The proteins residing in the outer membrane of gram-negative bacteria all have beta barrel structure. The crystallization of these porins and other beta transmembrane barrel structured proteins is aided by the fact that the protein chain can often be over expressed in substantial quantities in E.coli (as inclusion bodies) and the protein can be readily extracted in urea, purified and refolded into detergent micelles. The crystallization cocktails that have produced beta barrel membrane protein crystals are sufficiently different from those of those that have worked for alpha helical transmembrane proteins that beta barrel membrane proteins warrant their own crystallization screen. Two of such crystallization screens have been recently described:
Beta-Mem™, designed by Mikiko Tanabe and Tina Iverson from Vanderbilt University is composed of 96 formulations that are based on the analysis of previously described crystallizations of beta barrel membrane proteins:
Tanabe, M., & Iverson, T. M. (2009) A Practical Guide to X-Ray Crystallography of beta-barrel Membrane Proteins: Expression, Purification, Detergent Selection, and Crystallization. Membrane Protein Crystallization, 63, 229-267.
By the way, no need to prepare this screen yourself by hand - Beta Mem is available through Emerald Biosystems.

More than boring holes: beta barrel membrane proteins
And there's a second screen, designed primarily by So Iwata's group. it is named MemPlus™ and has 48 formulations that are based on a similar rationale: 'what has worked for many similar proteins should work for my own target as well'.
Crystallization of beta barrel membrane proteins:
Newstead, S., Hobbs, J., Jordan, D., Carpenter, E., & Iwata, S. (2008). Insights into outer membrane protein crystallization Molecular Membrane Biology, 25 (8), 631-638 DOI: 10.1080/09687680802526574
Unfortunately you can't do your own sorting with the published data since the advertised supplemental file 'beta-MP-database.xls' is not available (was not available at the time of writing this post). This file gives a nice overview, though.

━━━━━━━━

• [PROBLEM STATEMENT] Write out word for word the part of the post on crystallizing beta barrel membrane proteins that starts with the words containing "More than boring" and ends with "nice overview, though.". The material that comes next is not needed.

• [MATERIAL PROVIDED]
━━━━━━━━

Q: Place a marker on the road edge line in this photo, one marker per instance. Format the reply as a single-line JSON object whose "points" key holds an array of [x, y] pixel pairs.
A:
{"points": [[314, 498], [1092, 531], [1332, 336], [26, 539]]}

━━━━━━━━

• [ANSWER BOX]
More than boring holes: beta barrel membrane proteins
And there's a second screen, designed primarily by So Iwata's group. it is named MemPlus™ and has 48 formulations that are based on a similar rationale: 'what has worked for many similar proteins should work for my own target as well'.
Crystallization of beta barrel membrane proteins:
Newstead, S., Hobbs, J., Jordan, D., Carpenter, E., & Iwata, S. (2008). Insights into outer membrane protein crystallization Molecular Membrane Biology, 25 (8), 631-638 DOI: 10.1080/09687680802526574
Unfortunately you can't do your own sorting with the published data since the advertised supplemental file 'beta-MP-database.xls' is not available (was not available at the time of writing this post). This file gives a nice overview, though.